## Given problem 1
In the text on mapping JPA inheritance hierarchies, which strategy is the default inheritance mapping strategy used by JPA?
## Given problem 2
Reproduce the passage of the JPA inheritance text starting at "3. InheritanceType.JOINED - Every" and ending at "the DataNucleus documentation.".

## Page extract
------------------------------------------------
JPA implementation patterns: Mapping inheritance hierarchies

Vincent Partington

Last week I discussed the relative merits of field access versus property access in the ongoing JPA implementation patterns blog series. This week I will dwell on the choices offered when mapping inheritance hierarchies in JPA.

JPA provides three ways to map Java inheritance hierarchies to database tables:

  1. InheritanceType.SINGLE_TABLE - The whole inheritance hierarchy is mapped to one table. An object is stored in exactly one row in that table and the discriminator value stored in the discriminator column specifies the type of the object. Any fields not used in a superclass or a different branch of the hierarchy are set to NULL. This is the default inheritance mapping strategy used by JPA.
  2. InheritanceType.TABLE_PER_CLASS - Every concrete entity class in the hierarchy is mapped to a separate table. An object is stored in exactly one row in the specific table for its type. That specific table contains column for all the fields of the concrete class, including any inherited fields. This means that siblings in an inheritance hierarchy will each have their own copy of the fields they inherit from their superclass. A UNION of the separate tables is performed when querying on the superclass.
  3. InheritanceType.JOINED - Every class in the hierarchy is represented as a separate table, causing no field duplication to occur. An object is stored spread out over multiple tables; one row in each of the tables that make up its class inheritance hierarchy. The is-a relation between a subclass and its superclass is represented as a foreign key relation from the "subtable" to the "supertable" and the mapped tables are JOINed to load all the fields of an entity.

A nice comparison of the JPA inheritance mapping options with pictures, and including a description of the @MappedSuperclass option, can be found in the DataNucleus documentation.

Now the interesting question is: which method works best in what circumstances?

SINGLE_TABLE - Single table per class hierarchy

The SINGLE_TABLE strategy has the advantage of being simple. Loading entities requires querying only one table, with the discriminator column being used to determine the type of the entity. This simplicity also helps when manually inspecting or modifying the entities stored in the database.

A disadvantage of this strategy is that the single table becomes very large when there are a lot of classes in the hierarchy. Also, columns that are mapped to a subclass in the hierarchy should be nullable, which is especially annoying with large inheritance hierarchies. Finally, a change to any one class in the hierarchy requires the single table to be altered, making the SINGLE_TABLE strategy only suitable for small inheritance hierarchies.
------------------------------------------------
## Entries
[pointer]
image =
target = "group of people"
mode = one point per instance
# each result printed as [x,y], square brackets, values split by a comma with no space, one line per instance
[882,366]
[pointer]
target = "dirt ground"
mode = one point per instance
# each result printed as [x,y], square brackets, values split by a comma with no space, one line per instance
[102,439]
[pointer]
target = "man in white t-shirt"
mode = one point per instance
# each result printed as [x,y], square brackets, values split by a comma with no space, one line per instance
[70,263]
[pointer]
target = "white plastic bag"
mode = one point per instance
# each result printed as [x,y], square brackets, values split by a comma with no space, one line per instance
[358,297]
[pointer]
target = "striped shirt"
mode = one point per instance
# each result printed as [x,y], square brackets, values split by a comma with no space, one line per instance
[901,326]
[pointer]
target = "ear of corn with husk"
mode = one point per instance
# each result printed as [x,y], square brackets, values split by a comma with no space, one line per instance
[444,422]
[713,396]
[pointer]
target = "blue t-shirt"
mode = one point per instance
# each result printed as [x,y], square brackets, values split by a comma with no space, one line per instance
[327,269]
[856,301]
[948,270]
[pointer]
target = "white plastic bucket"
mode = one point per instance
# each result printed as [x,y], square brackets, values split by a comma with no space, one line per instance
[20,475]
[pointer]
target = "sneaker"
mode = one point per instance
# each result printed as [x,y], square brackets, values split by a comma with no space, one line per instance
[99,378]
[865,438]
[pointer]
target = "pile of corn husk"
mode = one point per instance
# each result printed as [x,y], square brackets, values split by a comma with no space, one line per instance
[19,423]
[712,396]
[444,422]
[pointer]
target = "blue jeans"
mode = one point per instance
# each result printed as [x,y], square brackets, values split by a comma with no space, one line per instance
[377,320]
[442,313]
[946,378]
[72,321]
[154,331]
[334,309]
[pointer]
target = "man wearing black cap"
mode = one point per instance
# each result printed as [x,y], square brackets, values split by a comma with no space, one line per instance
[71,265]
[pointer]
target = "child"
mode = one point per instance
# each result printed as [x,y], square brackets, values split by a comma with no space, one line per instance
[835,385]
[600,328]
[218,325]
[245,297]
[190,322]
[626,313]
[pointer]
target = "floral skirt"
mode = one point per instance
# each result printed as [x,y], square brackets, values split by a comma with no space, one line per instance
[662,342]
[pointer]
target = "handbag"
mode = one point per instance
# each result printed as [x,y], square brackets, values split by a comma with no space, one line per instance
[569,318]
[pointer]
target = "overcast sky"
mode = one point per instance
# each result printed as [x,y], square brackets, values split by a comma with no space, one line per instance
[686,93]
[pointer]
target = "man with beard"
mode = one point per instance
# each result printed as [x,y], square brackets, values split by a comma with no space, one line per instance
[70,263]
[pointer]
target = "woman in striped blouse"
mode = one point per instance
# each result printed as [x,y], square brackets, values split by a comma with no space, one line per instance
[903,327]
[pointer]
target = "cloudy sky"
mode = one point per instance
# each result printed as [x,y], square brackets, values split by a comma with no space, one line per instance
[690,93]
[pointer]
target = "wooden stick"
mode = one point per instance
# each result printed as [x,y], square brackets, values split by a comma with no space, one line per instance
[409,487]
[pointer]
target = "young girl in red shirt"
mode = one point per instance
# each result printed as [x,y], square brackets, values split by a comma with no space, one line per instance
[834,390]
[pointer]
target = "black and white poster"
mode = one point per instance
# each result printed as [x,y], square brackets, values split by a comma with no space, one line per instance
------------------------------------------------
## Exercise answer 1
InheritanceType.SINGLE_TABLE

## Exercise answer 2
3. InheritanceType.JOINED - Every class in the hierarchy is represented as a separate table, causing no field duplication to occur. An object is stored spread out over multiple tables; one row in each of the tables that make up its class inheritance hierarchy. The is-a relation between a subclass and its superclass is represented as a foreign key relation from the "subtable" to the "supertable" and the mapped tables are JOINed to load all the fields of an entity.

A nice comparison of the JPA inheritance mapping options with pictures, and including a description of the @MappedSuperclass option, can be found in the DataNucleus documentation.